Lines from the one containing "Target: distant mountain peak" through the final line of the records are the only ones to copy, and each must match exactly.

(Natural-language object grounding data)
********

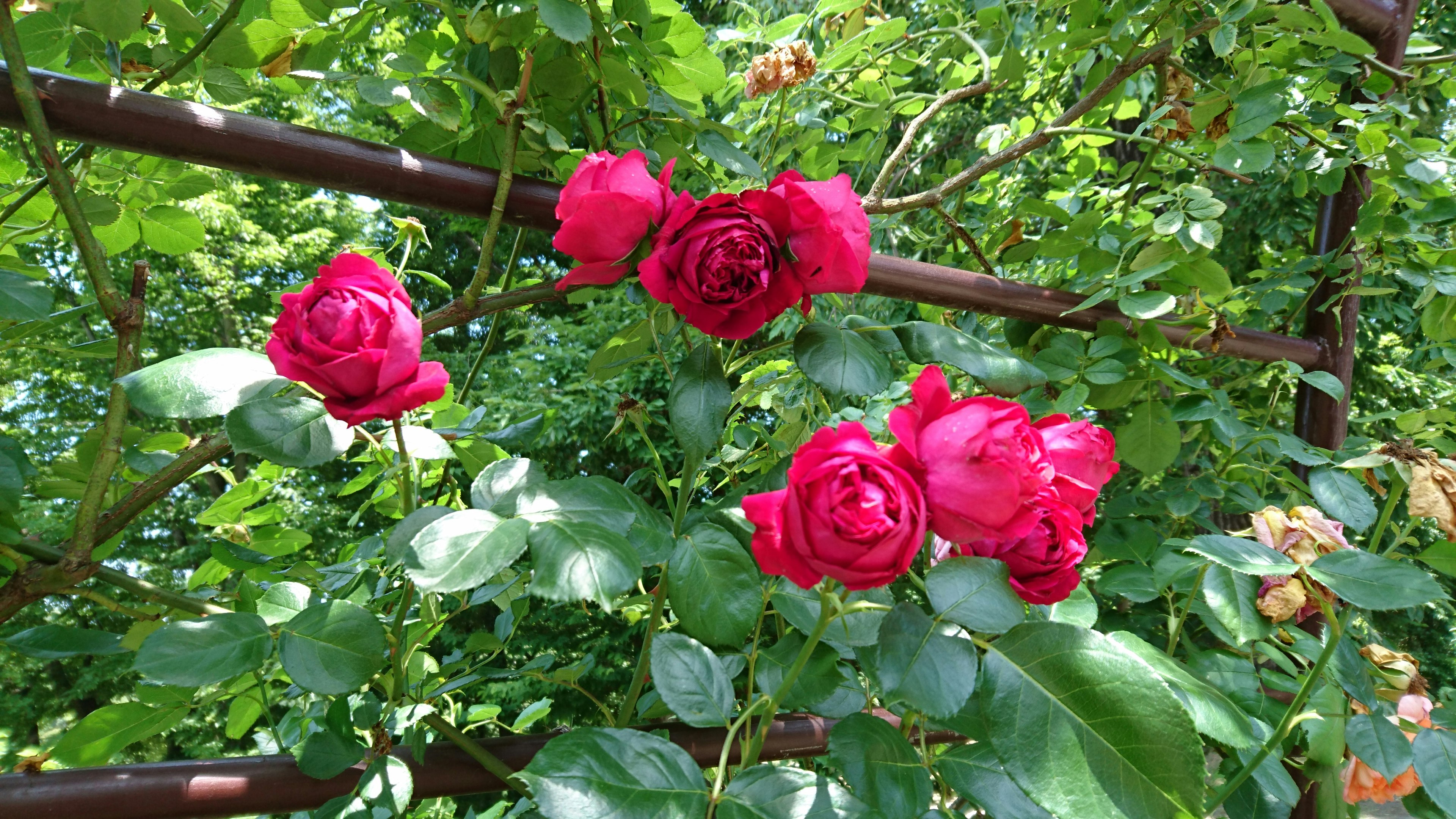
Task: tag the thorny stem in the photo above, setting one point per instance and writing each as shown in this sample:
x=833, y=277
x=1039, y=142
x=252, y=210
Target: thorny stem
x=496, y=318
x=640, y=675
x=503, y=186
x=487, y=760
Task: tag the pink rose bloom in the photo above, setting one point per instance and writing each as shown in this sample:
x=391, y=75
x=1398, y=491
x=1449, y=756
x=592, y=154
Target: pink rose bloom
x=1084, y=458
x=829, y=232
x=848, y=512
x=979, y=460
x=353, y=337
x=606, y=209
x=1045, y=562
x=719, y=261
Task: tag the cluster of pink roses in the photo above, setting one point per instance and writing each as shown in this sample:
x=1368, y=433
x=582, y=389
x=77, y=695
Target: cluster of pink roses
x=976, y=473
x=730, y=263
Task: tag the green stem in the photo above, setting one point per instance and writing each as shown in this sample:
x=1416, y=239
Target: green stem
x=496, y=318
x=1183, y=618
x=644, y=656
x=487, y=760
x=407, y=471
x=1333, y=642
x=810, y=643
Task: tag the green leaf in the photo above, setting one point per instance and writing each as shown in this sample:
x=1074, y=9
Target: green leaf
x=501, y=482
x=325, y=754
x=974, y=592
x=974, y=773
x=924, y=662
x=801, y=608
x=880, y=766
x=464, y=550
x=287, y=430
x=283, y=602
x=388, y=783
x=1374, y=582
x=1149, y=304
x=1213, y=715
x=841, y=362
x=24, y=299
x=53, y=642
x=1234, y=599
x=995, y=369
x=1343, y=497
x=692, y=681
x=565, y=19
x=116, y=19
x=717, y=148
x=769, y=792
x=615, y=774
x=201, y=384
x=1379, y=744
x=108, y=729
x=596, y=500
x=816, y=682
x=1085, y=729
x=1151, y=439
x=712, y=585
x=1435, y=754
x=204, y=651
x=333, y=648
x=169, y=229
x=582, y=562
x=1326, y=382
x=1243, y=554
x=249, y=46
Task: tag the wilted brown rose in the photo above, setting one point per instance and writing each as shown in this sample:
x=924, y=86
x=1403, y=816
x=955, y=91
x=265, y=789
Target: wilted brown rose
x=783, y=67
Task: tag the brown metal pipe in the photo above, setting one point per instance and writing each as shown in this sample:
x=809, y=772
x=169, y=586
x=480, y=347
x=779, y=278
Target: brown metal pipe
x=273, y=784
x=161, y=126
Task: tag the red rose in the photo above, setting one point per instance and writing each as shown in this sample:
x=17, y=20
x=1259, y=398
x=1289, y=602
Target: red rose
x=1084, y=458
x=719, y=261
x=606, y=209
x=848, y=512
x=979, y=461
x=1045, y=562
x=351, y=336
x=829, y=232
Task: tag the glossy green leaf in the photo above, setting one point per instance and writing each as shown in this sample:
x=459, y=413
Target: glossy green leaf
x=53, y=642
x=615, y=774
x=201, y=384
x=712, y=585
x=995, y=369
x=1085, y=729
x=204, y=651
x=1213, y=715
x=1374, y=582
x=333, y=648
x=287, y=430
x=582, y=562
x=974, y=592
x=974, y=773
x=464, y=550
x=700, y=401
x=692, y=681
x=771, y=792
x=841, y=362
x=880, y=766
x=922, y=662
x=1243, y=554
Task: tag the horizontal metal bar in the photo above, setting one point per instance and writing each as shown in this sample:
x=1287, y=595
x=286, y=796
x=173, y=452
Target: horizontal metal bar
x=161, y=126
x=273, y=784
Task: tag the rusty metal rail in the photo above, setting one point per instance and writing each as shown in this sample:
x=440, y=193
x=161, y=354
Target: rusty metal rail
x=161, y=126
x=242, y=786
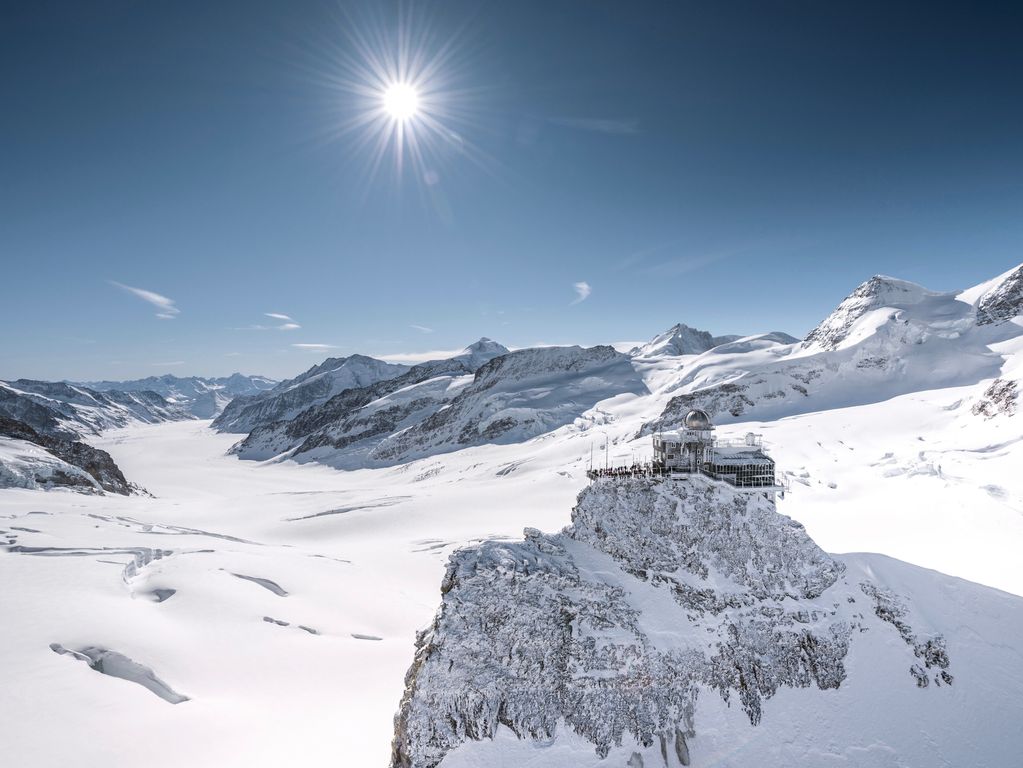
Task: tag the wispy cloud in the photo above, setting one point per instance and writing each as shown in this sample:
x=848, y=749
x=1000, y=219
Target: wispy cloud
x=315, y=347
x=582, y=289
x=165, y=307
x=418, y=357
x=288, y=324
x=611, y=126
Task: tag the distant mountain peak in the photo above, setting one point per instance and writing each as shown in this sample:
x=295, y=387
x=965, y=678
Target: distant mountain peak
x=1004, y=301
x=680, y=340
x=878, y=291
x=481, y=352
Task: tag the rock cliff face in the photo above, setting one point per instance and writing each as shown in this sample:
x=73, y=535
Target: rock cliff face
x=658, y=595
x=77, y=464
x=59, y=408
x=1004, y=301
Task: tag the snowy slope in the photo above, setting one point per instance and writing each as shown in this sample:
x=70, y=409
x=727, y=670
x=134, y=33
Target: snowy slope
x=55, y=407
x=888, y=337
x=929, y=477
x=443, y=406
x=26, y=464
x=314, y=387
x=203, y=398
x=346, y=430
x=680, y=340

********

Solved exercise >>
Target: distant mountain peak
x=1004, y=301
x=680, y=340
x=878, y=291
x=481, y=352
Task: tag the rock cliff face in the photo above, setting one point per instance and writing each as shown in this sample:
x=73, y=535
Target: rock cliff face
x=658, y=595
x=77, y=464
x=59, y=408
x=1004, y=301
Task: tag the snowy slope in the photo above, setting one point per instance and writing each as shown in this sample:
x=70, y=409
x=727, y=670
x=134, y=33
Target: snowy slope
x=55, y=407
x=888, y=337
x=929, y=477
x=443, y=406
x=26, y=464
x=314, y=387
x=203, y=398
x=346, y=430
x=680, y=340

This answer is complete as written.